(Referring expression data)
____

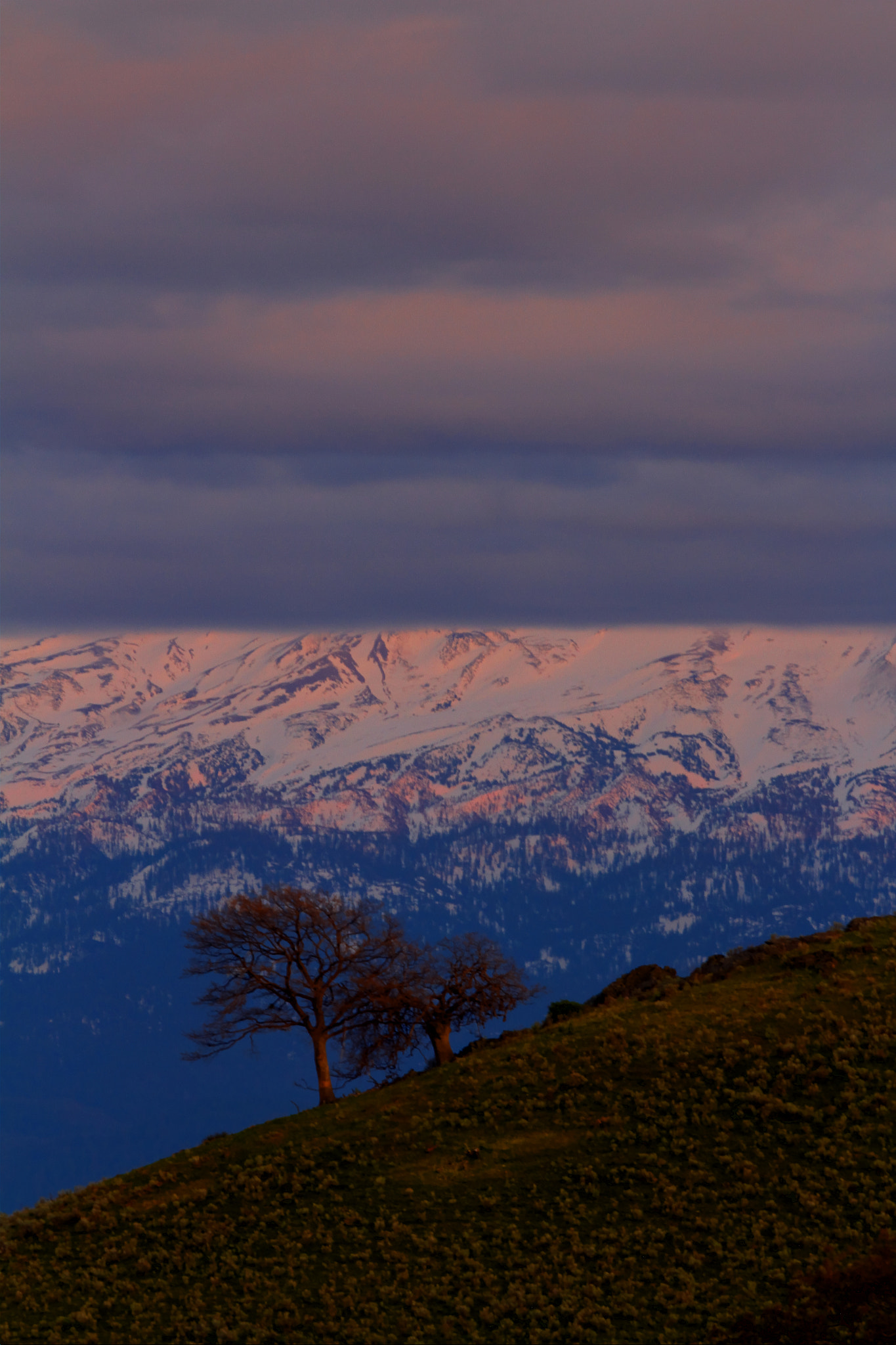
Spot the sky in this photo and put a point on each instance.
(558, 313)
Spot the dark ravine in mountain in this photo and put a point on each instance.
(593, 799)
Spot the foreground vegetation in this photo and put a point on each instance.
(649, 1169)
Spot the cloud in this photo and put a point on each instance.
(331, 309)
(603, 225)
(476, 540)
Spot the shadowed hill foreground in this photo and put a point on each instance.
(677, 1165)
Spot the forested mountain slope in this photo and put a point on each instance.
(648, 1170)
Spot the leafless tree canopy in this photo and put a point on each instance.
(456, 984)
(292, 959)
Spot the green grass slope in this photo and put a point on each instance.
(648, 1170)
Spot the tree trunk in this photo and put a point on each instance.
(440, 1034)
(322, 1066)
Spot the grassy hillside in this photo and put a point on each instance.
(647, 1170)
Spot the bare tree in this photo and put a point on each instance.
(293, 959)
(456, 984)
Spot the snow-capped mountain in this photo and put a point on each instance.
(591, 798)
(689, 782)
(421, 731)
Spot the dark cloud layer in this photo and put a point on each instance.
(629, 232)
(492, 540)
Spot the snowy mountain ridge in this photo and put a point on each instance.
(417, 730)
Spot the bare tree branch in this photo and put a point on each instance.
(292, 959)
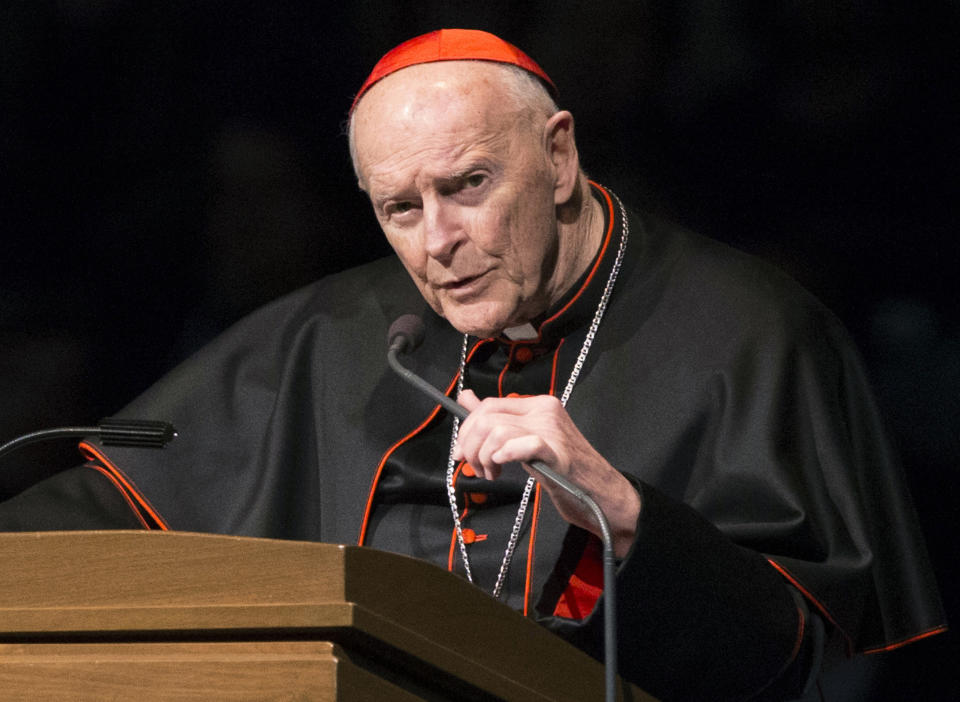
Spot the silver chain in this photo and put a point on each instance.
(571, 381)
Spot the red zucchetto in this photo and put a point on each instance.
(452, 45)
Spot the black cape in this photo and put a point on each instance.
(734, 401)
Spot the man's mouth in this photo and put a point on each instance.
(464, 285)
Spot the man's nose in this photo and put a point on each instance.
(443, 229)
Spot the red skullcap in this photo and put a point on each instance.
(452, 45)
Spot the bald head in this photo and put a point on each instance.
(515, 90)
(468, 165)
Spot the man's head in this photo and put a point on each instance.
(472, 173)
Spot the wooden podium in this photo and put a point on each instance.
(119, 615)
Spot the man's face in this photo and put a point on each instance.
(462, 185)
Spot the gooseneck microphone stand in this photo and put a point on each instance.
(404, 336)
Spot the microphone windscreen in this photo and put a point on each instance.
(408, 327)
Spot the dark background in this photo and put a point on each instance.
(170, 166)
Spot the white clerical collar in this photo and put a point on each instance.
(525, 332)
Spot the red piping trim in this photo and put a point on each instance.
(822, 608)
(94, 454)
(452, 555)
(531, 550)
(504, 371)
(903, 642)
(531, 546)
(826, 613)
(383, 461)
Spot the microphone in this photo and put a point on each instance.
(404, 336)
(142, 433)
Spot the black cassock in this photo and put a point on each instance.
(731, 398)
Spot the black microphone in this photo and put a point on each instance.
(407, 331)
(142, 433)
(405, 335)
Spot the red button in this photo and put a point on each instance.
(523, 354)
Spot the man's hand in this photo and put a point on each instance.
(523, 429)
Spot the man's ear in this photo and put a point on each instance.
(562, 152)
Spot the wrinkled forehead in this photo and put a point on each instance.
(435, 110)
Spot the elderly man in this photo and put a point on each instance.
(714, 410)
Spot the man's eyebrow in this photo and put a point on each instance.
(464, 171)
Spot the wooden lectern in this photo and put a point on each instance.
(119, 615)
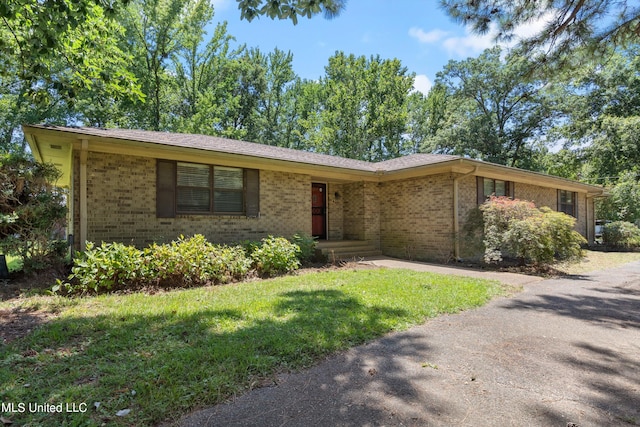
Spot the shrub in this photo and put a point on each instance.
(32, 212)
(106, 267)
(517, 228)
(185, 262)
(621, 233)
(308, 247)
(276, 255)
(195, 261)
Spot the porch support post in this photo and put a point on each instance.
(83, 194)
(456, 210)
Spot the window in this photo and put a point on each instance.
(488, 187)
(193, 188)
(567, 202)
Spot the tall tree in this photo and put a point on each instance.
(69, 85)
(154, 29)
(42, 34)
(569, 24)
(279, 75)
(493, 113)
(603, 114)
(289, 9)
(365, 112)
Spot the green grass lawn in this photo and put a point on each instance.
(161, 356)
(14, 263)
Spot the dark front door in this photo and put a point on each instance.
(319, 210)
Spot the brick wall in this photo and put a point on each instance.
(416, 218)
(541, 196)
(121, 206)
(335, 211)
(353, 215)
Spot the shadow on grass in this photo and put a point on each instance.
(163, 366)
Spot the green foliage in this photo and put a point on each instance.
(32, 212)
(185, 262)
(195, 261)
(289, 9)
(567, 25)
(621, 233)
(493, 112)
(106, 267)
(308, 246)
(276, 255)
(517, 228)
(623, 202)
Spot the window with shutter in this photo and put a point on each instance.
(193, 188)
(567, 202)
(488, 187)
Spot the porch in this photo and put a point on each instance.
(343, 250)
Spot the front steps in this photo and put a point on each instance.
(345, 250)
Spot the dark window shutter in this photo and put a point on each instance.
(252, 192)
(480, 182)
(166, 189)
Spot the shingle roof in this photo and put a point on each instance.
(225, 145)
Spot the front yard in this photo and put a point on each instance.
(141, 358)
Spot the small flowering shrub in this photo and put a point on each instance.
(621, 233)
(275, 255)
(517, 228)
(195, 261)
(185, 262)
(307, 245)
(105, 268)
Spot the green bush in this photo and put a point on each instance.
(32, 212)
(275, 255)
(107, 267)
(185, 262)
(517, 228)
(308, 247)
(621, 233)
(195, 261)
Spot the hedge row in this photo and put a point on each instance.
(185, 262)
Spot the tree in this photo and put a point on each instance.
(602, 110)
(427, 115)
(494, 114)
(44, 44)
(31, 212)
(569, 24)
(364, 114)
(623, 202)
(289, 9)
(153, 31)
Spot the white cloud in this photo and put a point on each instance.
(472, 44)
(430, 37)
(422, 84)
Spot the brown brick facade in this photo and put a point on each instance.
(121, 193)
(411, 218)
(417, 218)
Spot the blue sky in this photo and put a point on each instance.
(415, 31)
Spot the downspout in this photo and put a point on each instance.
(83, 194)
(456, 222)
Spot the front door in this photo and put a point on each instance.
(319, 210)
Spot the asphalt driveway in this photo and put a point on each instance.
(563, 352)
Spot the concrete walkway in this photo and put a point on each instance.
(563, 352)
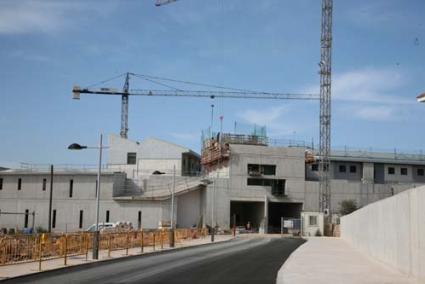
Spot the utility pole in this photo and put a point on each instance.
(124, 107)
(325, 110)
(50, 199)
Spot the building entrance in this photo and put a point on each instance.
(277, 210)
(247, 211)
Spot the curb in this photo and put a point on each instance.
(89, 264)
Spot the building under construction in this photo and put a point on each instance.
(238, 178)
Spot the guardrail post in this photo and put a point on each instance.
(66, 249)
(109, 245)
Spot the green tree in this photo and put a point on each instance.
(347, 206)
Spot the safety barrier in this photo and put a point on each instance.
(40, 247)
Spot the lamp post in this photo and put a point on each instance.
(76, 146)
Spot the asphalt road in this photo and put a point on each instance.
(238, 261)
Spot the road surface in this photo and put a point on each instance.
(246, 260)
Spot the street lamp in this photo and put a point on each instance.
(421, 98)
(76, 146)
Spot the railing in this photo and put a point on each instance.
(37, 248)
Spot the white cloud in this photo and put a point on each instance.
(185, 136)
(367, 85)
(375, 113)
(262, 117)
(271, 118)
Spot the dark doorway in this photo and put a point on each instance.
(287, 210)
(247, 211)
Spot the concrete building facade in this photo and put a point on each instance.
(251, 183)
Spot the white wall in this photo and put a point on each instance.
(391, 230)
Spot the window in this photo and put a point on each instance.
(277, 185)
(269, 170)
(259, 181)
(312, 220)
(139, 220)
(256, 170)
(54, 219)
(81, 219)
(26, 218)
(403, 171)
(71, 187)
(131, 158)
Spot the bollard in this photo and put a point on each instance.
(141, 241)
(39, 254)
(87, 246)
(66, 249)
(109, 245)
(126, 241)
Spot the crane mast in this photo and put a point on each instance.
(126, 93)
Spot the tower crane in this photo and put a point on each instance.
(325, 105)
(223, 92)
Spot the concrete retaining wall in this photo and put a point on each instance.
(391, 230)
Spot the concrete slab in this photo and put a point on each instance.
(332, 260)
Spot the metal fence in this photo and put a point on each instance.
(31, 248)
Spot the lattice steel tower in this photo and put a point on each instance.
(325, 107)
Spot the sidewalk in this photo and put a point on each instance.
(20, 269)
(332, 260)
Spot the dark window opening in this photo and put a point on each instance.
(131, 158)
(81, 219)
(54, 219)
(71, 187)
(256, 170)
(403, 171)
(26, 218)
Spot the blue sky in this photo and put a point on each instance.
(49, 46)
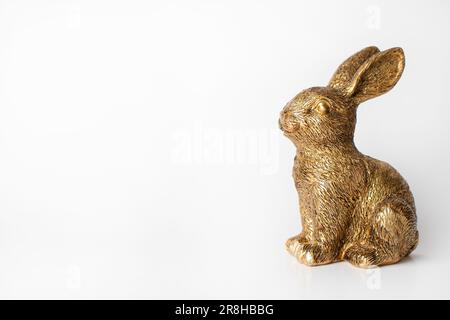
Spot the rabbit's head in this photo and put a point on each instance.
(327, 115)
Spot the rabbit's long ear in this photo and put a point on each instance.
(346, 71)
(377, 75)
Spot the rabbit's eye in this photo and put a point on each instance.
(323, 107)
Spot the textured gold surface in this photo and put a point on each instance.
(353, 207)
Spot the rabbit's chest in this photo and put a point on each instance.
(319, 177)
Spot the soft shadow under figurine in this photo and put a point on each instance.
(353, 207)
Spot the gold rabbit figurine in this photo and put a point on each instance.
(353, 207)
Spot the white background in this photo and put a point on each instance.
(140, 156)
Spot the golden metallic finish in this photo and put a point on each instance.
(353, 207)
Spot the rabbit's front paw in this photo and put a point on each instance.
(310, 254)
(362, 256)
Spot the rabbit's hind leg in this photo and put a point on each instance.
(392, 236)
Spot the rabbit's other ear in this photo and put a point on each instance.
(377, 75)
(345, 72)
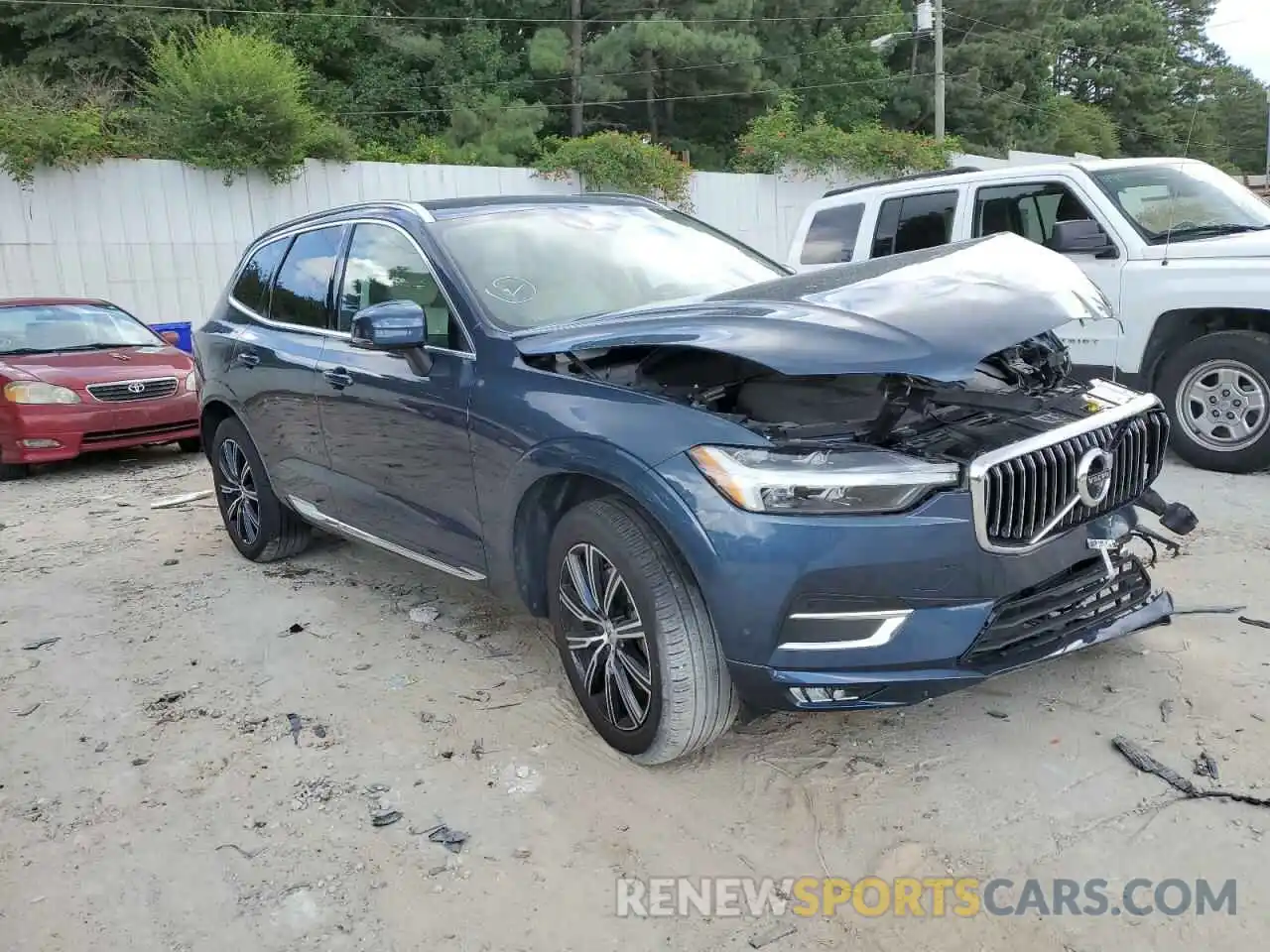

____

Activity |
Retype the lines exactly. Begin at the one that holds "Spot the sidewalk", stop at the last line of the entries above, and drop the pictures.

Exercise answer |
Spot the sidewalk in this photo and put a point on each instance.
(20, 269)
(332, 260)
Spot the dark window opening in this photo and put a point on each instance.
(131, 158)
(81, 219)
(54, 219)
(71, 187)
(256, 170)
(403, 171)
(26, 218)
Spot the blue sky in this photo and put a point on each instance.
(49, 46)
Spot the rabbit's head in this photo and put a point on each instance.
(327, 115)
Spot the rabbit's long ear in this photo and put a point on each instance.
(346, 71)
(377, 75)
Spot the rabbit's eye in this photo and put a point on each instance.
(323, 107)
Spot the textured gold surface in this photo and put a point on each instance.
(353, 207)
Spot the rabbit's chest in this photo and put a point on each instance.
(319, 177)
Spot the soft shadow under figurine in this photo and put a point on each instance.
(353, 207)
Spot the gold rabbit figurine in this photo and put a point on each instance.
(353, 207)
Spot the white background in this photo and put a point on each instance.
(140, 156)
Spot the golden metallic finish in this photo and put a point on each instance.
(353, 207)
Spot the rabbit's front paw in this photo and put a point on each instance.
(310, 254)
(362, 256)
Spot the rabbit's hind leg in this photo and put a point on each instance.
(392, 236)
Spot the rabbit's other ear in this photo and put a point on each instance.
(377, 75)
(345, 72)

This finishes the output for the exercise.